EXERCISE OBJECTIVE
Copy the items verbatim, everything from the line containing "Where can you spot the white fur" down to the line containing "pixel 145 101", with both of those lines included.

EXERCISE MATERIALS
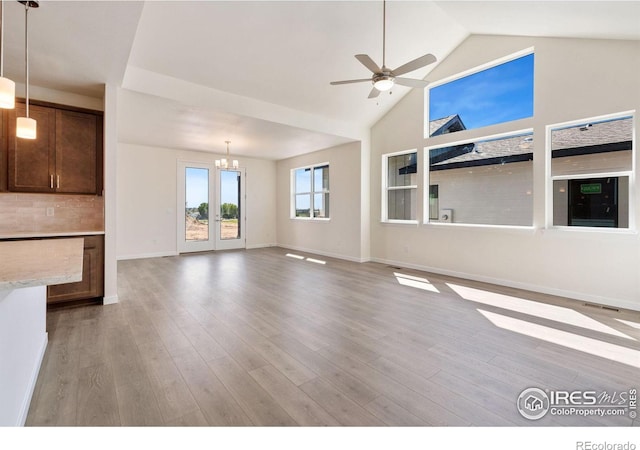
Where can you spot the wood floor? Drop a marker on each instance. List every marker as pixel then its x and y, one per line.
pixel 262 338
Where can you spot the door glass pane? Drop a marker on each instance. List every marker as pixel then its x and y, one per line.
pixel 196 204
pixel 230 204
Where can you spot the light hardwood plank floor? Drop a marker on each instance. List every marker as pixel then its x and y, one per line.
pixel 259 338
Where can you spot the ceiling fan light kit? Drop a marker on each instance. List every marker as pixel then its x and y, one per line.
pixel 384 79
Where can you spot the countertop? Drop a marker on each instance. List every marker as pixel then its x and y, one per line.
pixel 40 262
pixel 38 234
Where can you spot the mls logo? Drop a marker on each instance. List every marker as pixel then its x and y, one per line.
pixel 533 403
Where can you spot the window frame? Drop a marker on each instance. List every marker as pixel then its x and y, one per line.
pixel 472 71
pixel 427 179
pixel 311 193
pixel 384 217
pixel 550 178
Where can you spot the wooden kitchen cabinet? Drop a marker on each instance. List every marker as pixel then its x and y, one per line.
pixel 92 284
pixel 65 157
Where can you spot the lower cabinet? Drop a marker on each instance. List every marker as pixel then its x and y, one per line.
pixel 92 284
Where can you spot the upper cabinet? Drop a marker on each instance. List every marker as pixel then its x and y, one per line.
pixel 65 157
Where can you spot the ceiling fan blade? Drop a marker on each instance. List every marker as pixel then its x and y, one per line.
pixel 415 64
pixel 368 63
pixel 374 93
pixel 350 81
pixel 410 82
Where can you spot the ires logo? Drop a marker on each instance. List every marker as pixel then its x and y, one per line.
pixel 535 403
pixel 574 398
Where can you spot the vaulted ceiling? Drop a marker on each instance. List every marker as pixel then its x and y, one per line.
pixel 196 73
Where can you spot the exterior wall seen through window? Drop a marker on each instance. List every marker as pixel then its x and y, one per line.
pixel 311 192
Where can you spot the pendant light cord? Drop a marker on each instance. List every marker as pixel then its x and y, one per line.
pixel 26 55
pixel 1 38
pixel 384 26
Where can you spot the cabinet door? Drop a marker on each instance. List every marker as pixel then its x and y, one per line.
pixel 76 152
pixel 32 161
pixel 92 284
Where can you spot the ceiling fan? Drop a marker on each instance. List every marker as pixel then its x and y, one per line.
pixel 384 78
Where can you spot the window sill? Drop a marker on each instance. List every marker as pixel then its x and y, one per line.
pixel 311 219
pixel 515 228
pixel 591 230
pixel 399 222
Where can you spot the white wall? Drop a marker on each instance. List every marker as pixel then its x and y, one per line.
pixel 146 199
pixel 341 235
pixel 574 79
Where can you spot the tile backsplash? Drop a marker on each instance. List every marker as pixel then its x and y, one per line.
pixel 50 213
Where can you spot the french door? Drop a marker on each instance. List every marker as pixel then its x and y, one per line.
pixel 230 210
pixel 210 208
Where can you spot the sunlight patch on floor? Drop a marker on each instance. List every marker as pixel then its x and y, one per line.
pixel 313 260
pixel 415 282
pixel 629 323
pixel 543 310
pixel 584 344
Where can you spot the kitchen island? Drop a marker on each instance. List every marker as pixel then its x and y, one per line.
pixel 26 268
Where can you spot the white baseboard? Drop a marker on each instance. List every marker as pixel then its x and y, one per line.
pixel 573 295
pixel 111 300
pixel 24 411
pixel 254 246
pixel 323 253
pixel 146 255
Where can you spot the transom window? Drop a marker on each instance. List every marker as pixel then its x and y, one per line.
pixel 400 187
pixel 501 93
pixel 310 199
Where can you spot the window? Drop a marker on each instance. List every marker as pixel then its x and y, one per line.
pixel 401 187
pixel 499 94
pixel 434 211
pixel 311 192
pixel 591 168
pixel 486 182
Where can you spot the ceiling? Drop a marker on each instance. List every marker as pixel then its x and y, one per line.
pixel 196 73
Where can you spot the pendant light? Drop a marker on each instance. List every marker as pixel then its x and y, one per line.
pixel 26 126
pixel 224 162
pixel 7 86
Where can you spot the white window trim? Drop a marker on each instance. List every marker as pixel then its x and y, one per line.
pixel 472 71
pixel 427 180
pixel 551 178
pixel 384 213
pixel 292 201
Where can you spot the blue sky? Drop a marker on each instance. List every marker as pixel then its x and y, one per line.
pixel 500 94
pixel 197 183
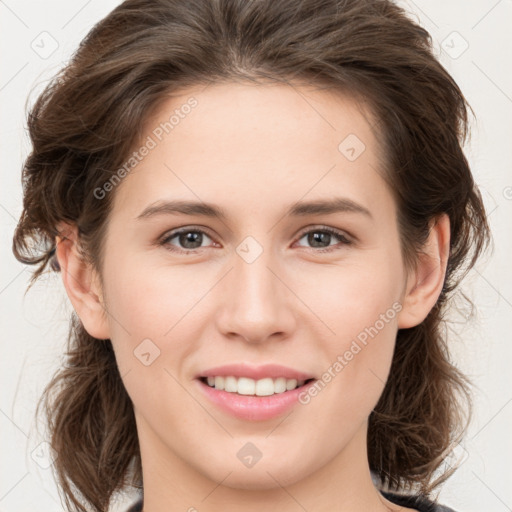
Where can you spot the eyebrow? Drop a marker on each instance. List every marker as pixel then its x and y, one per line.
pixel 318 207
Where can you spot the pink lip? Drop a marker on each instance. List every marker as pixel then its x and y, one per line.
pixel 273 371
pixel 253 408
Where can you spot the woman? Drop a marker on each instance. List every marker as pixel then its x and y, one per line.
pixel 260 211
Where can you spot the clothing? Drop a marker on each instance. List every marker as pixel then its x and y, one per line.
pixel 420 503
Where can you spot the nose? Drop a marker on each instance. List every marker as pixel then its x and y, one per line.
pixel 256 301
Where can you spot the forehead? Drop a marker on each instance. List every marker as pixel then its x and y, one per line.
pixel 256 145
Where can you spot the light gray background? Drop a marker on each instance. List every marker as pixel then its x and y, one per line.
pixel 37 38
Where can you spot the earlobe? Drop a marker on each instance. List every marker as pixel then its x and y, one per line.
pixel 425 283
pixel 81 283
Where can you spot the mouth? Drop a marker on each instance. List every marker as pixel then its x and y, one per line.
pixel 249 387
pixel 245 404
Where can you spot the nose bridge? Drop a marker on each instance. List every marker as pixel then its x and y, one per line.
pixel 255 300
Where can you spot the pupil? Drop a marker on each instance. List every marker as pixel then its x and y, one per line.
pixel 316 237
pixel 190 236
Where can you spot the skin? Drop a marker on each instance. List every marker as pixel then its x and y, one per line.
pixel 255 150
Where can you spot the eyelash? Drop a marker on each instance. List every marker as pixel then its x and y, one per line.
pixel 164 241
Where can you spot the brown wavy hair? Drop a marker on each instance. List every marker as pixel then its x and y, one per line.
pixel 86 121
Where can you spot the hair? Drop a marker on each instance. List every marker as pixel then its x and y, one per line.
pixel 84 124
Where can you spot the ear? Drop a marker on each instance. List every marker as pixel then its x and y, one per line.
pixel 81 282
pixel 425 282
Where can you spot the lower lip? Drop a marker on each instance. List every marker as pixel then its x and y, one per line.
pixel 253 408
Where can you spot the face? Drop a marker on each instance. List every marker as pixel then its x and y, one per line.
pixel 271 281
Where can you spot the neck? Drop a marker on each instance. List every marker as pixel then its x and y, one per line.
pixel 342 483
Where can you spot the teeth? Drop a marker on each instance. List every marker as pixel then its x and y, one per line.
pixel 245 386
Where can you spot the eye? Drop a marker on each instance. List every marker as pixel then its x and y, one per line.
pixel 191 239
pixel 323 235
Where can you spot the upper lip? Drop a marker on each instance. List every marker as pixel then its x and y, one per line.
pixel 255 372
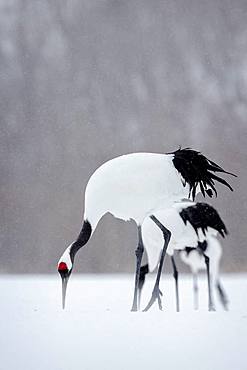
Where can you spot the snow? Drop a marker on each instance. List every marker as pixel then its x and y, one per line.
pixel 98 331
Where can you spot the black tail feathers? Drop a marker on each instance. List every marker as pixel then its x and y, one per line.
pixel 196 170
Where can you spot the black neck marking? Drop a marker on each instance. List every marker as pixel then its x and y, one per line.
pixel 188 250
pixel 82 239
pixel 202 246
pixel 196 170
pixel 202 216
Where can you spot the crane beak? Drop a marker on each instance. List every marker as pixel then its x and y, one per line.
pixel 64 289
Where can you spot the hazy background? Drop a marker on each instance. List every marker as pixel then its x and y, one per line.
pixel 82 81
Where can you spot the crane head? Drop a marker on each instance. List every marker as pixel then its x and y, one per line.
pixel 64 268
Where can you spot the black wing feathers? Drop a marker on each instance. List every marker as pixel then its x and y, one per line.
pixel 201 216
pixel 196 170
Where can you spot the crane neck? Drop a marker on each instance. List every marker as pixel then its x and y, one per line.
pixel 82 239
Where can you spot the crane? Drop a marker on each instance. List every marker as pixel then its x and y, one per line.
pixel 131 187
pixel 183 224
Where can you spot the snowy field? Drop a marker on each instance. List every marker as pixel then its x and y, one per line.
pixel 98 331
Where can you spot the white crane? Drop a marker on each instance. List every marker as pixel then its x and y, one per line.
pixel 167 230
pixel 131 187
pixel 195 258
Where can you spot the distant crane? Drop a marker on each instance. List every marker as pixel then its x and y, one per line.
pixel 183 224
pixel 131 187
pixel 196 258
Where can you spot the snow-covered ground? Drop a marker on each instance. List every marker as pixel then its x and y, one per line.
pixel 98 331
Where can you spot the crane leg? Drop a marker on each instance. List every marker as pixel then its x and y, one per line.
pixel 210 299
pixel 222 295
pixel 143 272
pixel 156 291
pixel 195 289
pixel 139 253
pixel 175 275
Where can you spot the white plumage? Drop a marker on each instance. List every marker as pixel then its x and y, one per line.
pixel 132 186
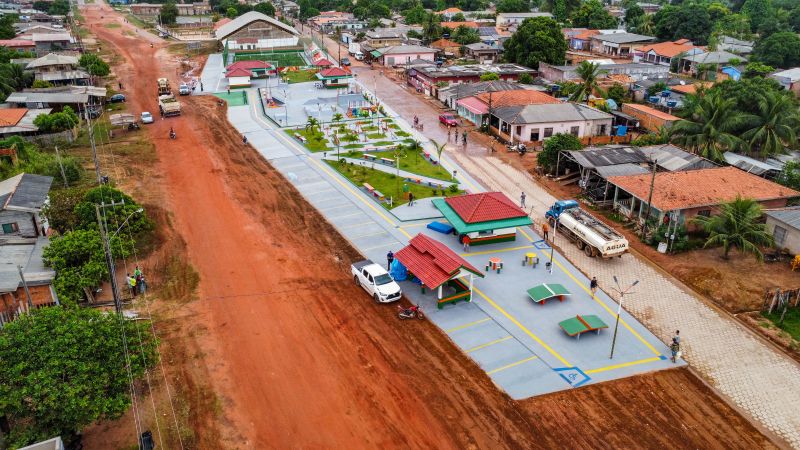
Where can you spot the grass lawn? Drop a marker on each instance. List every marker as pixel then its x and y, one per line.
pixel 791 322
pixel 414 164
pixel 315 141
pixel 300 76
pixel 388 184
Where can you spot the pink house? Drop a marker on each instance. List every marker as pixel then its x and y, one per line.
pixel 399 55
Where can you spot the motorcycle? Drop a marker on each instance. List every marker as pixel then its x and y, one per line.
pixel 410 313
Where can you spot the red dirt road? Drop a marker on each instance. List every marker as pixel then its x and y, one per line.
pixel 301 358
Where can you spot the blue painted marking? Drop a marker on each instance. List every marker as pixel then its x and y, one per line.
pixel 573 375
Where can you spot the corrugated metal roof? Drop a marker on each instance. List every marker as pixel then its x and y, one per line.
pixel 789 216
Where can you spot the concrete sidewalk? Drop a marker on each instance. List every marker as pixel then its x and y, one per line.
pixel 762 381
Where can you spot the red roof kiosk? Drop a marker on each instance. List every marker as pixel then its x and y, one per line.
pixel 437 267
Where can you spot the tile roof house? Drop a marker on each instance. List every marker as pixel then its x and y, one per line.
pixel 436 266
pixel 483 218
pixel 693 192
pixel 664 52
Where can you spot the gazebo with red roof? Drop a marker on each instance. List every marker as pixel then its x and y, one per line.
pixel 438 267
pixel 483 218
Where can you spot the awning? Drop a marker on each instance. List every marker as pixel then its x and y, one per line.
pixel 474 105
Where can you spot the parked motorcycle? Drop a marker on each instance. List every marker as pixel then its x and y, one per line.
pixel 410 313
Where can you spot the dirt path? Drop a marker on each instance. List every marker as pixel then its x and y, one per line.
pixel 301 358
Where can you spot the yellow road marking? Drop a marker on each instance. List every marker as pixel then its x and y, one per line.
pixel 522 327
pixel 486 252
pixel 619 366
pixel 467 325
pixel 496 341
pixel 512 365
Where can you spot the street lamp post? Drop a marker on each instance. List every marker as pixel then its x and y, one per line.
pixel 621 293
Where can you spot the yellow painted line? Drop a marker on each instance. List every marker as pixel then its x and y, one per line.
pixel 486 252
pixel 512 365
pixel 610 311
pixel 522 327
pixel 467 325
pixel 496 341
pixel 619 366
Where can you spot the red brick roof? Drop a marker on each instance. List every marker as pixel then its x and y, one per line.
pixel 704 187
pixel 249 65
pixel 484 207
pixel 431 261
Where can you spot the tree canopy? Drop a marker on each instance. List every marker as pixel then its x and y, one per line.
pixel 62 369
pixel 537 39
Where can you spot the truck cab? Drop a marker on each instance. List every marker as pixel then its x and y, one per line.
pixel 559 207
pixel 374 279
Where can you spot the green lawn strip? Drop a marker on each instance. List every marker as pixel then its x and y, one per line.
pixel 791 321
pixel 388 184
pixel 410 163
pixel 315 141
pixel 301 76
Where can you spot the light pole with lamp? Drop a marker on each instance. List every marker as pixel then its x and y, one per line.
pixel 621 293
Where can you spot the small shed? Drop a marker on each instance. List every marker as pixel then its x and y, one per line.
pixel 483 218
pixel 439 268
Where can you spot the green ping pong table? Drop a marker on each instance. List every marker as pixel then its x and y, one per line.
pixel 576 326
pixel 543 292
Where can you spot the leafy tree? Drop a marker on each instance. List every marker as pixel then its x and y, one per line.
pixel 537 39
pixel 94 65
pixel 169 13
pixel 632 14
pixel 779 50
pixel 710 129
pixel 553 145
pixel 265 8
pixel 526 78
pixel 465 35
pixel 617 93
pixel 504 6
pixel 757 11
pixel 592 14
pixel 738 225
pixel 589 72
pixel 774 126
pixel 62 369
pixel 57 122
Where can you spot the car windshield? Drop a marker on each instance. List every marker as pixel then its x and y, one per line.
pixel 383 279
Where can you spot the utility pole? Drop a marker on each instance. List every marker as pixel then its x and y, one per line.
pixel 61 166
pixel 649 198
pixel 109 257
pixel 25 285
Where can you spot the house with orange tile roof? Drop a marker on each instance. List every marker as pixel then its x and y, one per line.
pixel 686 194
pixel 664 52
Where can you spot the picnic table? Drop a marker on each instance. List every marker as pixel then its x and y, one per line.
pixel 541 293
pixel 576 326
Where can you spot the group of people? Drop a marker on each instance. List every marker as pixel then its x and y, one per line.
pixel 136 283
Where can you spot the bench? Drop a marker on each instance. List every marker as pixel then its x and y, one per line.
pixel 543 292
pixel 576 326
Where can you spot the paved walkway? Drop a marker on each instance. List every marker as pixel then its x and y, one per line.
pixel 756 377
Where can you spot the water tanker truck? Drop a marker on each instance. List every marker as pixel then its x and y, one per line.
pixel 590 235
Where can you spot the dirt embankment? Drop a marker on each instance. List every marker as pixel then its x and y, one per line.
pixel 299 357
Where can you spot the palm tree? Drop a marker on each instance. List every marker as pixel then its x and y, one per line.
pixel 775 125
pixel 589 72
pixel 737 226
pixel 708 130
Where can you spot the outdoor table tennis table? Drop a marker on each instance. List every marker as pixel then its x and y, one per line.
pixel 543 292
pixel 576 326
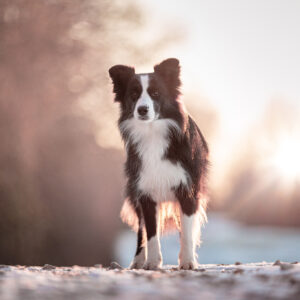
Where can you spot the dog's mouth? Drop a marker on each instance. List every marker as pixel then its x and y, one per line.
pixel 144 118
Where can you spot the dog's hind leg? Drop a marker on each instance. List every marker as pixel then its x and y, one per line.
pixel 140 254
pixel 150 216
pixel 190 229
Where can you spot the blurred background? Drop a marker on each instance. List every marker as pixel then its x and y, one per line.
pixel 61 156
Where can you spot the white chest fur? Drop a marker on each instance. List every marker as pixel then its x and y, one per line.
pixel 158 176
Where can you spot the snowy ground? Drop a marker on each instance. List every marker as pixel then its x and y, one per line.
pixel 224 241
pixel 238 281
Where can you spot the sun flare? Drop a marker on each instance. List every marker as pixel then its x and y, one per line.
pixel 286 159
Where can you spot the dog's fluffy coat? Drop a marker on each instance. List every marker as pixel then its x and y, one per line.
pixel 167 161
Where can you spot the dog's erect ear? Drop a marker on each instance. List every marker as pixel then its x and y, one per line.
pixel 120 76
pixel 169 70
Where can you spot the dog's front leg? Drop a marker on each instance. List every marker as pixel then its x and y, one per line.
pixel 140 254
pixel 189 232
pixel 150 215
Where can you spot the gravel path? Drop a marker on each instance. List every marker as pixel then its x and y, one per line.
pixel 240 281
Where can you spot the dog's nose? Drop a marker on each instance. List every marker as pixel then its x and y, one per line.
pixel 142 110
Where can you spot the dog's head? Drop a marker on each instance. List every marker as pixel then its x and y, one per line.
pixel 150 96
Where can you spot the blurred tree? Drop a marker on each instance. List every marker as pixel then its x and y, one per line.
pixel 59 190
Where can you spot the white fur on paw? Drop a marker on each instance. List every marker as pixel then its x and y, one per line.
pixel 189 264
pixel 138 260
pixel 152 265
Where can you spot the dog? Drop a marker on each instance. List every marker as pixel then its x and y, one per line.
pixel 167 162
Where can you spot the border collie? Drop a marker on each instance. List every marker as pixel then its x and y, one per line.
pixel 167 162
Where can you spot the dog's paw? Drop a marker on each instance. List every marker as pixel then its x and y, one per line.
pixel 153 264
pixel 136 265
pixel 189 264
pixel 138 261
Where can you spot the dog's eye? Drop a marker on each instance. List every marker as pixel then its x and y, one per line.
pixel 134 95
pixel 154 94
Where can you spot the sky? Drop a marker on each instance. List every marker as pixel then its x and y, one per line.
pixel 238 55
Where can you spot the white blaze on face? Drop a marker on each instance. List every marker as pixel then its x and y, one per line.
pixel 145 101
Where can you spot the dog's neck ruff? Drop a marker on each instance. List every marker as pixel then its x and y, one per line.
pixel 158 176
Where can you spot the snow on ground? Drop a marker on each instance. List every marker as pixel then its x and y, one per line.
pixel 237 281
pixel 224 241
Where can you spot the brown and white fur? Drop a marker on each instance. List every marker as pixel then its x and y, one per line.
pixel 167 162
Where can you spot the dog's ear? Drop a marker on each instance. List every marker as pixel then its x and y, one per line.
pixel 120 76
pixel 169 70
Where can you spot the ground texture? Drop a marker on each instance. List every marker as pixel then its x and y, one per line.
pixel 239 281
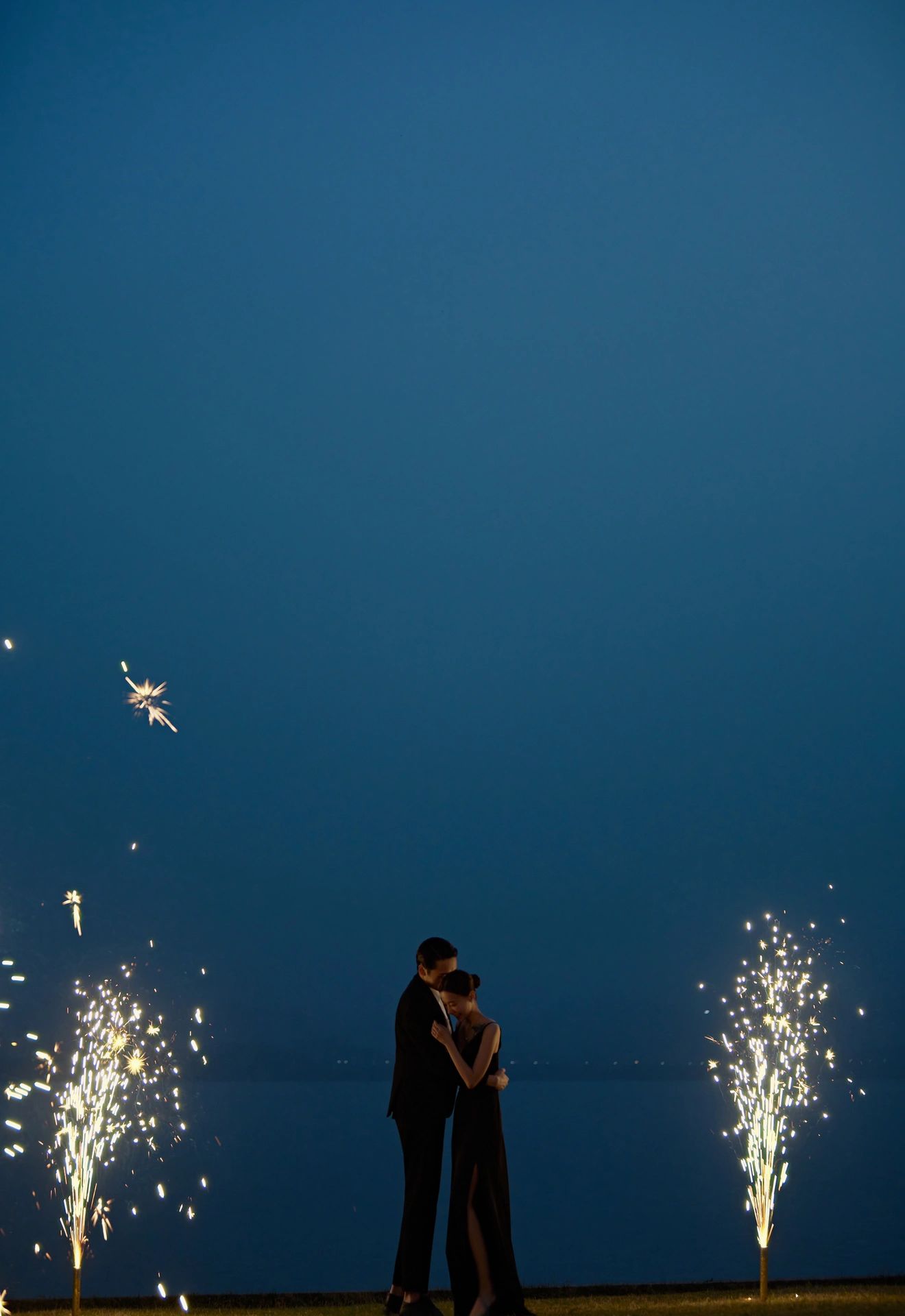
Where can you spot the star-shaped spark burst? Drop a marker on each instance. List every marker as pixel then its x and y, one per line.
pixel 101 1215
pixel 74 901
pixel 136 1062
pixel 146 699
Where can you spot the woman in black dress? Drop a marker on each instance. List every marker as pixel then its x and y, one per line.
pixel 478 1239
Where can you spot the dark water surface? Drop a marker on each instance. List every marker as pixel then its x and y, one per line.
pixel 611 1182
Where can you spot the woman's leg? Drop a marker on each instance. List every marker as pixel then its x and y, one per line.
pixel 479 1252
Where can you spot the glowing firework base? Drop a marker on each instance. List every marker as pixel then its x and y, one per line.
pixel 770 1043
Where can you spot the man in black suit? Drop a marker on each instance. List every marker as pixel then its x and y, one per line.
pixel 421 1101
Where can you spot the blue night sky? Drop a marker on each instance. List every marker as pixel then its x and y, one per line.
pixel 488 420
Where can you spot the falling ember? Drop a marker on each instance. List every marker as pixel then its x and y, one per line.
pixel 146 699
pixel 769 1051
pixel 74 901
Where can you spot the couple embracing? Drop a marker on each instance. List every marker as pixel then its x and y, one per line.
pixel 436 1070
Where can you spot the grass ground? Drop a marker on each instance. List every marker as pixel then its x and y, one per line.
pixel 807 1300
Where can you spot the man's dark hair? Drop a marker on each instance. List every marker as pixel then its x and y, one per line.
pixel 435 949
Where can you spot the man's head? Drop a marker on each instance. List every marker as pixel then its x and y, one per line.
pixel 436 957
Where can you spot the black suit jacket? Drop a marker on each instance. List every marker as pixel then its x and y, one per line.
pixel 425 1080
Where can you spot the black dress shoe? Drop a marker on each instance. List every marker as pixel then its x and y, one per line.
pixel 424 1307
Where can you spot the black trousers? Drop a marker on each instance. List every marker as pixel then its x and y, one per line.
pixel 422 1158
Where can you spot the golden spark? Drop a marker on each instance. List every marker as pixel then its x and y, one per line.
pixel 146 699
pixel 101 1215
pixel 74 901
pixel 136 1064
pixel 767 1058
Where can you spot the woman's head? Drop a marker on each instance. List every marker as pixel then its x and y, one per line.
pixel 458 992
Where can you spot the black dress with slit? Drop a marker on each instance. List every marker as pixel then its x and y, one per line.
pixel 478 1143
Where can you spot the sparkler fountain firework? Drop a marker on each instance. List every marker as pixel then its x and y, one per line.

FULL RESPONSE
Where can you spot the white fur on paw? Drop a marker on each instance. List every marker as pixel then its x and y, one per line.
pixel 189 264
pixel 138 260
pixel 152 265
Where can you spot the dog? Drop a marker on each instance. List every marker as pixel then its x and y, one per line.
pixel 167 162
Where can you spot the border collie? Drop a marker on each instance. List every marker as pixel then its x and y, one per line.
pixel 167 162
Where can you spot the dog's paw? Drop a marker on each instance. List every marker as pixel then its x and y, one per line.
pixel 153 264
pixel 136 265
pixel 189 264
pixel 138 261
Where can you spot the dog's eye? Drop a marker on each instance. List every marker as pixel then its x and y, one per line.
pixel 134 95
pixel 154 94
Where can you spot the sky? Drop a marker on each instance. List every marker as pixel then its x and y, one per line.
pixel 238 55
Where can you spot the white blaze on face? Drop a marker on each instance. List every marker as pixel then its x and y, one per line.
pixel 145 101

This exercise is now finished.